>> START Passage provided
Wednesday, December 17, 2025 | 04:00 AM ISTहिंदी में पढें
Business Standard
Notification Icon
userprofile IconSearch

Geopolitical uncertainties favours yellow metal: Mirae Asset Sharekhan

On March 27, spot gold rose to a fresh record high of $3,059 on safe haven demand coming on US imposing auto tariffs. A weaker dollar also boosted the yellow metal

Gold

Praveen Singh Mumbai

Listen to This Article

Gold: A fresh record high on safe haven demand
 
Performance:
On March 27, spot gold rose to a fresh record high of $3,059 on safe haven demand coming on US imposing auto tariffs. A weaker dollar also boosted the yellow metal.
 
Spot gold, at the time of writing, was changing hands at $3,051, up around 1 per cent on the day. The MCX June contract at ₹89,301 was up 1 per cent.
>> END Passage provided
>> START Provided information
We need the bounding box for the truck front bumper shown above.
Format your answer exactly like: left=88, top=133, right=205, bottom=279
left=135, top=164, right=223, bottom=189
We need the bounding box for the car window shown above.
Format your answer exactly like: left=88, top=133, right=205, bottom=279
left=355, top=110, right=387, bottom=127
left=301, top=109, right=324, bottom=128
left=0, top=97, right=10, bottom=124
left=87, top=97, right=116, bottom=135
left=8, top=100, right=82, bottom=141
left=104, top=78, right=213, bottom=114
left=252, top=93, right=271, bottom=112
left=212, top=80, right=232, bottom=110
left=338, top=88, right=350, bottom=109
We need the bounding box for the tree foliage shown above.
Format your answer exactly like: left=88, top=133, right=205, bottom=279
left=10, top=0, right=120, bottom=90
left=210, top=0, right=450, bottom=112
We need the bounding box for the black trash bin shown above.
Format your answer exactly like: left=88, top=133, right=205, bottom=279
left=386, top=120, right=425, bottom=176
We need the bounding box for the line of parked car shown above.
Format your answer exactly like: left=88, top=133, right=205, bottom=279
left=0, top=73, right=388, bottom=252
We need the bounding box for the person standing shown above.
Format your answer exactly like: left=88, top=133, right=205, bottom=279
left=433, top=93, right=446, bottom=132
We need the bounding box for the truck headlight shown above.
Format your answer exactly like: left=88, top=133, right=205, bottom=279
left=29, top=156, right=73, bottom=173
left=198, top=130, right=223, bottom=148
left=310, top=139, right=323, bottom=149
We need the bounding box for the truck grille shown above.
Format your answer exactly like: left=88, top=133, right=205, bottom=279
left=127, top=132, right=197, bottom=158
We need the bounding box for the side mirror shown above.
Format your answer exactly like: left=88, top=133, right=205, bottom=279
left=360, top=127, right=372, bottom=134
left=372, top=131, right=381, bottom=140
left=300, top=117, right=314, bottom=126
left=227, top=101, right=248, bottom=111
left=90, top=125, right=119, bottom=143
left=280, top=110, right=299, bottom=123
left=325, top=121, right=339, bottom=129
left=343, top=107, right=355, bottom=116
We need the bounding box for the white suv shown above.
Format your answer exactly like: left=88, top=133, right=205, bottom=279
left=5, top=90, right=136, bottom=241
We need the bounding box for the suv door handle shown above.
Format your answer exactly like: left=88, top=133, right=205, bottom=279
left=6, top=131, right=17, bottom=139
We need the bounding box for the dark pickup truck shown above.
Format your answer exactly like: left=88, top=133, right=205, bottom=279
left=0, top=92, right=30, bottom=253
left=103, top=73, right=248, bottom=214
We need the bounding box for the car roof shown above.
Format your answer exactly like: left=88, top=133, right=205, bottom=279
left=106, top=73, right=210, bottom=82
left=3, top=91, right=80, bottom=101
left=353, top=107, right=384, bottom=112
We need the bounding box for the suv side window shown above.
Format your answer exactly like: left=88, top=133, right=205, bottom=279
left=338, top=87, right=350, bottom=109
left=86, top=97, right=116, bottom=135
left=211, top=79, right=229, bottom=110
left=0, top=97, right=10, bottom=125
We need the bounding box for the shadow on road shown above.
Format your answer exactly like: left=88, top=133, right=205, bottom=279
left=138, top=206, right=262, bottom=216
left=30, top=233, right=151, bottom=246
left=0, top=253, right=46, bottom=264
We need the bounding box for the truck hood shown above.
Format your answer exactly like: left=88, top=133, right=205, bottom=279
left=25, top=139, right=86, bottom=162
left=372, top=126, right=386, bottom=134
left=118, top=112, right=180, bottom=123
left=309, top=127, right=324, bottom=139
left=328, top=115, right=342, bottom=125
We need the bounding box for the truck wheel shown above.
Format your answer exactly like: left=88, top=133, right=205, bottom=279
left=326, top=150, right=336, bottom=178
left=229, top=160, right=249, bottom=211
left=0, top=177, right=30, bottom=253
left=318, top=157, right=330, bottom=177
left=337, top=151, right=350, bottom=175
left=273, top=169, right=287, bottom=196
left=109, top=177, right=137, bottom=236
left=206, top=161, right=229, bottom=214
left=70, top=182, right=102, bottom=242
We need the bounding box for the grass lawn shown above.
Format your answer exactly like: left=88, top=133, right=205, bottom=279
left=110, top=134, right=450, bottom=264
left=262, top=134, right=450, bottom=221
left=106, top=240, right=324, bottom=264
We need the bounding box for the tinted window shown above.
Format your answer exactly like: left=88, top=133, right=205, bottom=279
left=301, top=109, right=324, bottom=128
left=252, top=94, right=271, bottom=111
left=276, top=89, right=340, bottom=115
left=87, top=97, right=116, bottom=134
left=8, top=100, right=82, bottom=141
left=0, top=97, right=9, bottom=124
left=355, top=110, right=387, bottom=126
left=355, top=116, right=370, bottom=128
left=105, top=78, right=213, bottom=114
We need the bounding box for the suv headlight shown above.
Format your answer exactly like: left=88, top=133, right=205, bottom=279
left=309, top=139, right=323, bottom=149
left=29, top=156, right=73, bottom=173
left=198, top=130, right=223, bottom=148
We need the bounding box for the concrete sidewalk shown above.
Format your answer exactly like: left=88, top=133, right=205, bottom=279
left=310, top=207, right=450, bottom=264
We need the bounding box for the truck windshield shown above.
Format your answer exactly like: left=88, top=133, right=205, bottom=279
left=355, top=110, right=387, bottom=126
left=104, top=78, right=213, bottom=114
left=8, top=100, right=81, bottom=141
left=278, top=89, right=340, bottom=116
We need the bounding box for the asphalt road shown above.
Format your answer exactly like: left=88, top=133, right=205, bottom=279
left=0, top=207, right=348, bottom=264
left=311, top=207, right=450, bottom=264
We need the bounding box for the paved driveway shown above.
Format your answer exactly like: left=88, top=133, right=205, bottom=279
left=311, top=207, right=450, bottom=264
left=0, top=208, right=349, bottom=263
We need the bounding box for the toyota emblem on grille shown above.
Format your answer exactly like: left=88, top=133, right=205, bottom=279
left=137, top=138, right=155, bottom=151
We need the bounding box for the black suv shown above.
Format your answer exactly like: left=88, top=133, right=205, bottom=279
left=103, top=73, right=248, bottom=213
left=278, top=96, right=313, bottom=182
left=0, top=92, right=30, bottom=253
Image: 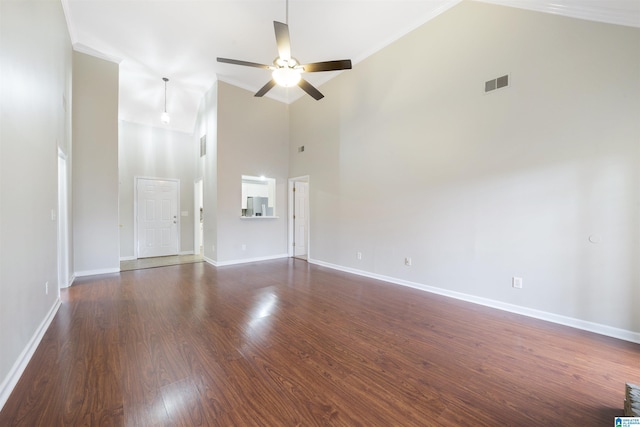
>> END Provided information
__Written instruction 1__: In the article on gold prices, what record high did spot gold reach on March 27?
__Written instruction 2__: Continue the article on gold prices from its last sentence.
The items have no connection to the article on gold prices.

__Task answer 1__: Spot gold reached a record high of $3,059.

__Task answer 2__:
Tariff development:
On March 26, the US President Trump signed an order to implement a 25 per cent tariff on auto imports, which will be effective from April 3, and will initially target fully assembled vehicles. The President threatened Canada and the European Union (EU) with more tariffs should they work together to do economic harm to the US. He said that tariffs will be permanent with no exceptions. The latest round of tariffs is further escalating tensions with US trade partners ahead of reciprocal tariffs that will come into effect from April 2.
 
 
The EU vowed to defend its economic interests as Canada called these tariffs violating the US-Mexico-Canada trade agreement.
 
Top officials from China, Japan and South Korea will meet in Seoul this weekend to seek economic cooperation to counter rising trade frictions.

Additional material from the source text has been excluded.